» WHAT YOU WILL DO: All of the data below must be repeated exactly.

» GIVEN RECORDS:
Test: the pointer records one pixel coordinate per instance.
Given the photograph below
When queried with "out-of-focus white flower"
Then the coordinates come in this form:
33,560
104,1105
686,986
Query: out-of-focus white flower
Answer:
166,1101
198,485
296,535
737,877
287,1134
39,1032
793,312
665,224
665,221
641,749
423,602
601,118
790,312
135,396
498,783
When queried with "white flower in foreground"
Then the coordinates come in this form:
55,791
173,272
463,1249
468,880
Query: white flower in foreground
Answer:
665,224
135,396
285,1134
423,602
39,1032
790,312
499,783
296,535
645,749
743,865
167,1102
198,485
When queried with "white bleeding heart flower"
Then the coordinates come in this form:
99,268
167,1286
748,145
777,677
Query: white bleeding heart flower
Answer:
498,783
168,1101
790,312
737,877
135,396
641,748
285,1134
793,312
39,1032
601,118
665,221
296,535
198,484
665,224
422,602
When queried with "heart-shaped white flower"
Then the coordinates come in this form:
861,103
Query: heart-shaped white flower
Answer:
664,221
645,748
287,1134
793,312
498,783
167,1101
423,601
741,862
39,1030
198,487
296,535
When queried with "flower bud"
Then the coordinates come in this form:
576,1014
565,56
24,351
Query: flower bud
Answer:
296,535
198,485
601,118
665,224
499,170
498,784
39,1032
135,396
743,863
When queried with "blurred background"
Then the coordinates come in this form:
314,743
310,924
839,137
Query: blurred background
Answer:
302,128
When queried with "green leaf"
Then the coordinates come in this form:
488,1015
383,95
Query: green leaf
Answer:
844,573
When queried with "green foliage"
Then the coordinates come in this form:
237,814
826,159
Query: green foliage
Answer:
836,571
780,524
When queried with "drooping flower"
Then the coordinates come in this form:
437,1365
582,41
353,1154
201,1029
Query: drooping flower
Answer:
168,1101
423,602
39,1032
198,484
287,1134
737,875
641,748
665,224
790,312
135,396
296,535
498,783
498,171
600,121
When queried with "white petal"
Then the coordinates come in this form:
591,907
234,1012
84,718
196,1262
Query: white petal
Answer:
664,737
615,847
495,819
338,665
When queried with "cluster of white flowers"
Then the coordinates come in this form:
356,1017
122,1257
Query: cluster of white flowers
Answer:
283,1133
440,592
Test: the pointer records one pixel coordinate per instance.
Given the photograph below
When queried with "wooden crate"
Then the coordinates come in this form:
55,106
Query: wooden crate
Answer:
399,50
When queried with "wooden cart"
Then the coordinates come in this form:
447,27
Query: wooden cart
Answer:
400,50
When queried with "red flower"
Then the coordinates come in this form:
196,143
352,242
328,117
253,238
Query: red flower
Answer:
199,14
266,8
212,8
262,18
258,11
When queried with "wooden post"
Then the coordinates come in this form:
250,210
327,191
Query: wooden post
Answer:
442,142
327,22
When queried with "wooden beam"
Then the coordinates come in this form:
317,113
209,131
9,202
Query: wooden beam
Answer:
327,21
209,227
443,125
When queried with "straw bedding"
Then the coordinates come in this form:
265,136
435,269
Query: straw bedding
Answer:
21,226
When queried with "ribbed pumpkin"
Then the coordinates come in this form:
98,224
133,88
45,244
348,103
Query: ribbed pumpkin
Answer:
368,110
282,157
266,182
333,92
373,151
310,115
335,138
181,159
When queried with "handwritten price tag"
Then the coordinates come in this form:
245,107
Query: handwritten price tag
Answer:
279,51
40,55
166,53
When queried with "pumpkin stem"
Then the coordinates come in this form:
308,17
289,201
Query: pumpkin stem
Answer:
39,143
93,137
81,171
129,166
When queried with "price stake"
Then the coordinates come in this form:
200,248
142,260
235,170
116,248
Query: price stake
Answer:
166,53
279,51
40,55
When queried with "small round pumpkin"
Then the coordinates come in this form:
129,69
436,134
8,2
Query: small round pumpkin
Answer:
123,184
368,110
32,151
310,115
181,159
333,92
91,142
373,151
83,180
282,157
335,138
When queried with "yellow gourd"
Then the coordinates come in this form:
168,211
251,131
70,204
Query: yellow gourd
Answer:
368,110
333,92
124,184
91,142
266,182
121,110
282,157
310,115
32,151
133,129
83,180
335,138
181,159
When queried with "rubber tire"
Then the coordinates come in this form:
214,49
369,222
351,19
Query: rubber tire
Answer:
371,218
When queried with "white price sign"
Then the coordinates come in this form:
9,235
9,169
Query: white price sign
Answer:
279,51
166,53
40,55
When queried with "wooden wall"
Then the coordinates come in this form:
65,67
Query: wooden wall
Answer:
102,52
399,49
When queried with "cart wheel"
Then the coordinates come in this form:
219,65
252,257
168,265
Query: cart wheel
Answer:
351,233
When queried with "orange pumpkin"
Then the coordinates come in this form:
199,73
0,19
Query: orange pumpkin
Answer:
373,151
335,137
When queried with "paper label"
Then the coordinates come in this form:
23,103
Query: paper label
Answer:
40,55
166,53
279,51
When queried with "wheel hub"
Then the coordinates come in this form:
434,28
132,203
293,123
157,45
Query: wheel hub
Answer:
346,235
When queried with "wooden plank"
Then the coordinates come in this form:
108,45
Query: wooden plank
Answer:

» TASK RESPONSE:
Test: the pointer records one pixel coordinate per instance.
Given the photograph below
When queried with "out-of-focus white flower"
Then the coordinates come in this form:
33,560
104,1105
686,986
Query: out-of-focus white flower
Answer:
166,1101
198,485
296,535
737,877
287,1134
39,1032
793,312
665,224
665,221
641,749
423,602
601,118
790,312
135,396
498,783
When queried with "white flower in foreground"
Then the coordinates come in this form:
55,791
173,272
463,1249
468,880
Query: white flower in foreground
Answer:
665,224
135,396
285,1134
423,602
39,1032
790,312
499,783
296,535
645,749
743,865
167,1102
198,485
When queried with "white bleeding heart flower"
Then the coordinates come in this form:
99,268
167,1286
748,145
777,677
Query: white bleeding heart flower
Answer:
498,783
168,1101
790,312
737,877
135,396
641,748
285,1134
793,312
39,1032
601,118
665,221
296,535
198,484
665,224
422,602
When queried with "heart-shaped white flower"
Then the coordinates come in this form:
861,103
Query: heart-shaped white flower
Answer:
664,221
645,748
287,1134
793,312
498,783
167,1101
423,601
741,862
39,1030
198,487
296,535
When queried with "flower bud"
Then the coordinates come in this form:
576,1014
565,56
24,351
Query: flower bud
Answer:
296,535
198,485
601,118
665,224
499,170
498,784
39,1032
135,396
743,863
When queried with "blurred background"
Then the coordinates come in this form:
314,743
310,924
839,137
Query: blurred background
Answer:
302,128
When queried with "green leaf"
Then the coordinates come in this form:
488,1015
383,95
Query: green leaf
Answer:
844,573
When queried with "green foliage"
Then the coordinates come in this form:
237,814
826,159
Query: green foliage
Answer:
836,571
780,524
When queried with "drooping flower"
Then the coordinates come in this form:
437,1365
582,41
353,1154
201,1029
Query: drooping flower
Answer:
168,1101
423,602
39,1032
198,484
287,1134
737,875
641,748
665,224
790,312
135,396
296,535
498,783
498,171
600,121
When queried with "white petal"
Then the coordinates come in this form:
591,907
234,1012
84,718
196,1262
Query: white petal
Answer:
664,737
615,847
495,819
338,665
When queried with "cluster of white flowers"
Then the coordinates come in this form:
356,1017
122,1257
Query: cluster of white flowers
Answer:
283,1133
440,592
Test: the pointer records one pixel coordinate per instance.
Given the photograph below
When queried with "wooden crate"
Then the coordinates come in this form:
55,106
Query: wooden crate
Answer:
399,50
When queried with "wooden cart"
Then the coordinates come in this form:
447,27
Query: wooden cart
Answer:
400,50
When queried with "red flower"
Then the coordinates come in this form:
196,143
352,242
328,117
253,238
Query: red flower
Answer:
199,14
266,8
212,8
262,18
258,11
When queried with "wooden post"
Then the coordinates come in this form:
250,210
327,191
Query: wooden post
Answer:
442,142
327,22
When queried with "wooden beam"
Then the coordinates come in this form:
317,113
209,131
9,202
Query: wooden beam
Answer:
327,21
209,227
443,125
When queried with "straw bedding"
Then the coordinates come in this form:
265,136
435,269
Query: straw bedding
Answer:
21,226
When queried with "ribbed pumpkin"
Then the coordinates come in this form:
98,224
133,88
45,244
348,103
Query: ribbed pumpkin
Answer:
368,110
282,157
266,182
333,92
373,151
310,115
335,138
181,159
When queried with "handwritten price tag"
Then the coordinates come in this form:
245,107
Query: handwritten price tag
Answer:
279,51
40,55
166,53
When queried with "pumpkin stem"
Then the coordinates come in this form:
308,17
289,201
Query: pumpkin stem
Answer:
39,143
93,137
81,171
129,166
When queried with "price stake"
Then the coordinates come in this form:
200,248
142,260
235,170
116,248
Query: price stake
Answer:
166,53
279,51
40,55
When queried with "small round pumpkin"
Then the coordinates come in this form:
129,69
436,134
8,2
Query: small round pumpkin
Answer:
123,184
368,110
32,151
310,115
181,159
333,92
91,142
373,151
83,180
282,157
335,138
When queried with "yellow gourd"
Then the coordinates come in this form:
168,211
251,131
70,204
Query: yellow gourd
Answer:
368,110
333,92
124,184
91,142
266,182
121,110
282,157
310,115
32,151
133,129
83,180
335,138
181,159
When queried with "rubber tire"
Then the coordinates come in this form:
214,49
369,222
351,19
Query: rubber tire
Answer:
371,218
When queried with "white price sign"
Then the coordinates come in this form:
9,235
9,169
Query: white price sign
Answer:
279,51
166,53
40,55
When queried with "wooden wall"
Then the coordinates come in this form:
65,67
Query: wooden wall
Answer:
102,52
399,49
When queried with "cart wheel"
Then the coordinates come in this form:
219,65
252,257
168,265
Query: cart wheel
Answer:
351,233
When queried with "orange pumpkin"
Then the coordinates come in this form:
199,73
0,19
Query: orange pumpkin
Answer:
373,151
335,137
When queried with "paper label"
Then the coordinates come in this form:
23,103
Query: paper label
Answer:
40,55
166,53
279,51
When queried with "wheel hub"
Then the coordinates come in this form:
434,28
132,203
293,123
157,45
Query: wheel hub
Answer:
346,235
When queried with "wooden plank"
Then the coordinates come in this form:
108,45
Query: wooden plank
Answer:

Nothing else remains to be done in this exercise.